start Dataset rows

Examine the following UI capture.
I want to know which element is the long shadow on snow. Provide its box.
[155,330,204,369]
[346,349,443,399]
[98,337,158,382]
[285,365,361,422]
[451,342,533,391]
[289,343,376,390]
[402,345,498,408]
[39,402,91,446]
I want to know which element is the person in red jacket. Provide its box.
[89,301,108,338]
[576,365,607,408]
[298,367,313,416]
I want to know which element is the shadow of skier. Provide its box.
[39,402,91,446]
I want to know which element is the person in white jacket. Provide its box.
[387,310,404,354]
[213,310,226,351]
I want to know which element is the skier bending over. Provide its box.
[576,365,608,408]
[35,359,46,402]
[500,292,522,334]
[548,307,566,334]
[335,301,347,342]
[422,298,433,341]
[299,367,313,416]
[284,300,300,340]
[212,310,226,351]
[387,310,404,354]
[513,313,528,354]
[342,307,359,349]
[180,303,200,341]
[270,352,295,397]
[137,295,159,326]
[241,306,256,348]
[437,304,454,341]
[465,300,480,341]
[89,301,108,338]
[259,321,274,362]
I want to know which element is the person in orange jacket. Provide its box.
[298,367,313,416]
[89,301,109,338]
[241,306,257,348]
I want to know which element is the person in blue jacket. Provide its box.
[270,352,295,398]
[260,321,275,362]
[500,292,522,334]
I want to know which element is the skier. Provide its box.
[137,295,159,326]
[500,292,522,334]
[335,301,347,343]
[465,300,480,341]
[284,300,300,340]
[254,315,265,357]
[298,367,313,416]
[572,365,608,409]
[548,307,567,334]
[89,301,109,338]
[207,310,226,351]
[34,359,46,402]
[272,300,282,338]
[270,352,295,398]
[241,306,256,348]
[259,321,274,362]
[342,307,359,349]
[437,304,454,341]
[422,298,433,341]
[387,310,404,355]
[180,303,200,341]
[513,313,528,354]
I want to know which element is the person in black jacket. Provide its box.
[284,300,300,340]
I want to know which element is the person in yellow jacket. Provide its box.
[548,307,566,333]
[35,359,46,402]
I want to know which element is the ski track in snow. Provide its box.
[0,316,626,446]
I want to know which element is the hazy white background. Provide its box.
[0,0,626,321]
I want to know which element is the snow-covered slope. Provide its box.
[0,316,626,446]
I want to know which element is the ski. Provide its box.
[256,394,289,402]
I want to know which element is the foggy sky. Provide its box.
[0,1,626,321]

end Dataset rows

== Problem requirements ==
Reproduce every item above word for word, from the first line to the last.

== Solution for this task ==
Examine the following UI capture.
I want to know which element is the long shadow on snow. Provide its box.
[155,330,204,369]
[346,349,443,399]
[98,337,158,382]
[285,365,361,422]
[451,342,533,391]
[289,343,376,390]
[402,345,498,408]
[39,402,91,446]
I want to know which element is the person in red jacket. Provide its box.
[89,301,108,338]
[576,365,607,408]
[298,367,313,416]
I want to know which element is the shadow of skier. Provide its box.
[39,402,91,446]
I want to know which element is the person in white jacket. Provide its box.
[387,310,404,354]
[213,310,226,351]
I want to know which element is the skier bending over. Provide its box.
[576,365,608,408]
[35,359,46,402]
[500,292,522,334]
[548,307,566,334]
[335,301,347,342]
[422,298,433,341]
[299,367,313,416]
[284,300,300,340]
[212,310,226,351]
[387,310,404,354]
[513,313,528,354]
[342,307,359,349]
[180,303,200,341]
[270,352,295,397]
[137,295,159,326]
[241,306,256,348]
[437,304,454,341]
[465,300,480,341]
[89,301,108,338]
[259,321,274,362]
I want to know which element is the person in orange jacket. Provide its box.
[298,367,313,416]
[89,301,109,338]
[241,306,257,348]
I want to know which element is the person in blue jacket. Provide its box.
[270,352,295,398]
[260,321,275,362]
[500,292,522,334]
I want to know which element is the skier. Provide its box.
[137,295,159,326]
[500,292,522,334]
[335,301,347,343]
[465,300,480,341]
[284,300,300,340]
[254,315,265,357]
[298,367,313,416]
[572,365,608,409]
[548,307,567,334]
[89,301,109,338]
[207,310,226,351]
[34,359,46,402]
[272,300,282,338]
[270,352,295,398]
[241,306,256,348]
[259,321,274,362]
[342,307,359,349]
[437,304,454,341]
[422,298,433,341]
[387,310,404,355]
[180,303,200,341]
[513,313,528,354]
I want to know which element is the person in black jacket. Provide its box.
[284,300,300,340]
I want to know which element is the person in yellow jacket. Provide its box.
[548,307,566,333]
[35,359,46,402]
I want to know which element is the ski track in snow. Provide its box.
[0,316,626,446]
I want to know which element is the hazy white background. Provide its box.
[0,0,626,321]
I want to know which element is the snow-covered slope. Provide its box.
[0,316,626,446]
I want to know which element is the ski. Provide its box.
[256,394,289,402]
I want to know which element is the foggy sky. Provide its box.
[0,1,626,321]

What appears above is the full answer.